[Extracted records — start]

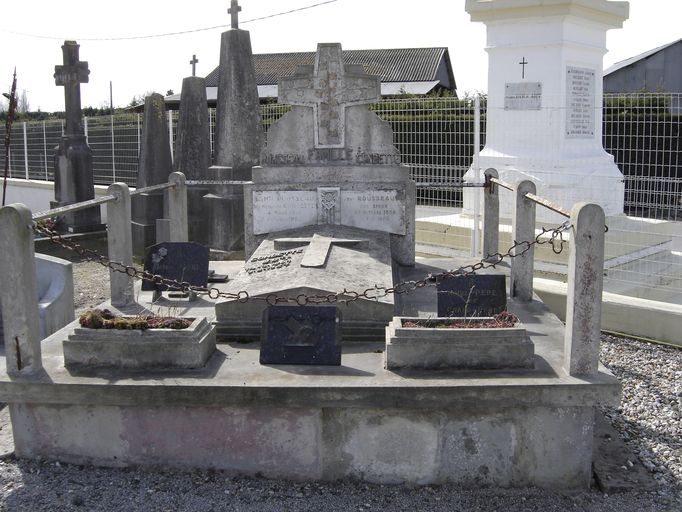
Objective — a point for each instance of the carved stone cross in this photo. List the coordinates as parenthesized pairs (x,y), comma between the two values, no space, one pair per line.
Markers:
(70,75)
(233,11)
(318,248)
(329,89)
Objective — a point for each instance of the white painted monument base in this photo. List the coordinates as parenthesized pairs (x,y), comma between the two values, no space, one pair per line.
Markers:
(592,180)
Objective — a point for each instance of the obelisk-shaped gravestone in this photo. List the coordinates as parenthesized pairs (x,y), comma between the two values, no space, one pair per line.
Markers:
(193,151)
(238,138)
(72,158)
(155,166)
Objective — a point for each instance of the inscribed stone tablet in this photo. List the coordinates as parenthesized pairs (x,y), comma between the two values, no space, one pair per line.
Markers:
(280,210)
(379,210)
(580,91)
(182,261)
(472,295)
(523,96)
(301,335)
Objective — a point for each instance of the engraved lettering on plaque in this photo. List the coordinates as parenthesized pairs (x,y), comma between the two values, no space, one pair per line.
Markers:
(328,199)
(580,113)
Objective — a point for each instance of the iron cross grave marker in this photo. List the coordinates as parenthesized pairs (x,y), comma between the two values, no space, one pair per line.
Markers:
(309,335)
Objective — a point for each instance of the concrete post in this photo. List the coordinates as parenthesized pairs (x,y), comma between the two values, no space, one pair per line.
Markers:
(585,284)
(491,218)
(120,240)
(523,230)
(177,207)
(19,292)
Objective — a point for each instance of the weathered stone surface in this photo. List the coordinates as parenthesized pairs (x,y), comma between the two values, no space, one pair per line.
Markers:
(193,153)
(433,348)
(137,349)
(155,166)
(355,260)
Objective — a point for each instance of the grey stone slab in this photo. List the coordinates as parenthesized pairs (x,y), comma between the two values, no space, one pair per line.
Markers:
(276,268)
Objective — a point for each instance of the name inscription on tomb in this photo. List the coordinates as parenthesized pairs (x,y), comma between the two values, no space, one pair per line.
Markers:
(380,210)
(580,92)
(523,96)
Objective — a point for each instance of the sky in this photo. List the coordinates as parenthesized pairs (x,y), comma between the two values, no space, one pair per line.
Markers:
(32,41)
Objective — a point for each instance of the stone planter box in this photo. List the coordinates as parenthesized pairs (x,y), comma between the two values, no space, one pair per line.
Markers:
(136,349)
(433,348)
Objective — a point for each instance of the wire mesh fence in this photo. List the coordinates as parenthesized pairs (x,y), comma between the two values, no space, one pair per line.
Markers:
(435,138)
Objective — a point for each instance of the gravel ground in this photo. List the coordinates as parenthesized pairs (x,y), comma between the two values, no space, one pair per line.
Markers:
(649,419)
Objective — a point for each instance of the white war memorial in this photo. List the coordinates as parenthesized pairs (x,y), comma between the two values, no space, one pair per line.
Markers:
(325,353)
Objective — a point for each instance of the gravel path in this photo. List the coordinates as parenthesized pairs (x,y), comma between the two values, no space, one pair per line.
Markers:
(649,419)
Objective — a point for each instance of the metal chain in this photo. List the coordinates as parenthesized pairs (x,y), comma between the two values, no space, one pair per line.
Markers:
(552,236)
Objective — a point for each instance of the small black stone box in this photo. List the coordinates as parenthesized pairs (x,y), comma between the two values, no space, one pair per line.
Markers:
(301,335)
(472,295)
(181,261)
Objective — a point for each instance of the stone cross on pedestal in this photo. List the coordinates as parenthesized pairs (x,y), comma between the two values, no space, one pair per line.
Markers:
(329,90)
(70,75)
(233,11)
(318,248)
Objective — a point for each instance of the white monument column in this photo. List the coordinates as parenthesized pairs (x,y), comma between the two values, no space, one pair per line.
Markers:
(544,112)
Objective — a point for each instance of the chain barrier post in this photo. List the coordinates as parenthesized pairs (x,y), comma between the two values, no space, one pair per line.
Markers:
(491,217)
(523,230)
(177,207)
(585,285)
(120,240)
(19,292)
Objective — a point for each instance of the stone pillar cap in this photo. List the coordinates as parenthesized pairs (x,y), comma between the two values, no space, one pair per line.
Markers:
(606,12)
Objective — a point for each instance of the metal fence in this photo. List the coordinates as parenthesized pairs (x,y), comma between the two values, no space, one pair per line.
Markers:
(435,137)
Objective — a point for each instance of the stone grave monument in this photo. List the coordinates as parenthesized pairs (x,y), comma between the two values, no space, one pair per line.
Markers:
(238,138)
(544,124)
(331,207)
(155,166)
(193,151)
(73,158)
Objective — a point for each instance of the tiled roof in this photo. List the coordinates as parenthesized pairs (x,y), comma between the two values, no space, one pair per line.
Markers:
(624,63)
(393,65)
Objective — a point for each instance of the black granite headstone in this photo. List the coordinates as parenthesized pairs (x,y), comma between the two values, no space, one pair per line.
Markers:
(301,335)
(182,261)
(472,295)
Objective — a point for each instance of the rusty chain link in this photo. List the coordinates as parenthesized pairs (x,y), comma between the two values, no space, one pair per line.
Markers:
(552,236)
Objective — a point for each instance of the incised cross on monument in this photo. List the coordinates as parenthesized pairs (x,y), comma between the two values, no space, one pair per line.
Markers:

[Extracted records — finish]
[Extracted records — start]

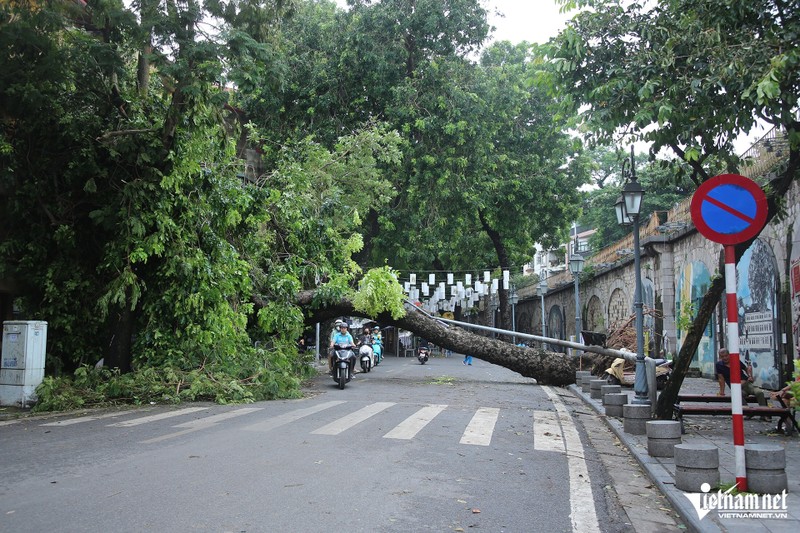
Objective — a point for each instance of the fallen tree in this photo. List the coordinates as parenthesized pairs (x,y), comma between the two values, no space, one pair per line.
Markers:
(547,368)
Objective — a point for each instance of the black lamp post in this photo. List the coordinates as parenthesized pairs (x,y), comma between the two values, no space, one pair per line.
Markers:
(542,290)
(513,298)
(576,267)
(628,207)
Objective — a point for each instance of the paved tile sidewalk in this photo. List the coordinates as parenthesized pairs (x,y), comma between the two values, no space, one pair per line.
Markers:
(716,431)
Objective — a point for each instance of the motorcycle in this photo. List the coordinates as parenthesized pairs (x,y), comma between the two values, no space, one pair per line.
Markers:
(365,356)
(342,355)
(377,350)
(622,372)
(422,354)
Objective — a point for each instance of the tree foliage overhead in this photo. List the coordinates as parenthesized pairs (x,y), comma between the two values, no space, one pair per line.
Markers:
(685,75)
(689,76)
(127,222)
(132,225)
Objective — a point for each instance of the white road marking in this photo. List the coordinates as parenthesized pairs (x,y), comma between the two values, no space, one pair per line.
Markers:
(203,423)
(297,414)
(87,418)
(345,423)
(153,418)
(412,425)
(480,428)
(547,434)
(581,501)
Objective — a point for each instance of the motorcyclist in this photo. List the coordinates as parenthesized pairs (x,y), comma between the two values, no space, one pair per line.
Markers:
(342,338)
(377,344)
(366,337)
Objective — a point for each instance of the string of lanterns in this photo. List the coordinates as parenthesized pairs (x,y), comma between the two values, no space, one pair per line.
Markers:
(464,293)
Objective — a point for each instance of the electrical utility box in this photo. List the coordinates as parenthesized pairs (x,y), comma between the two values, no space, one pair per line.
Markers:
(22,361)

[Extracted records — finish]

In the records above, which lines hold the string "metal"? Copy each one.

> **Answer space**
Objective — a point for each instance of the metal chain in this photo. List the coordinates as parenthesized pairs (x,y), comma between the two values, no space, one pair per line.
Objective — a point for each instance of the metal fence in this photo. List the coordinates as parenthesized pairs (x,y), comma between the two values, no space, one pair per line.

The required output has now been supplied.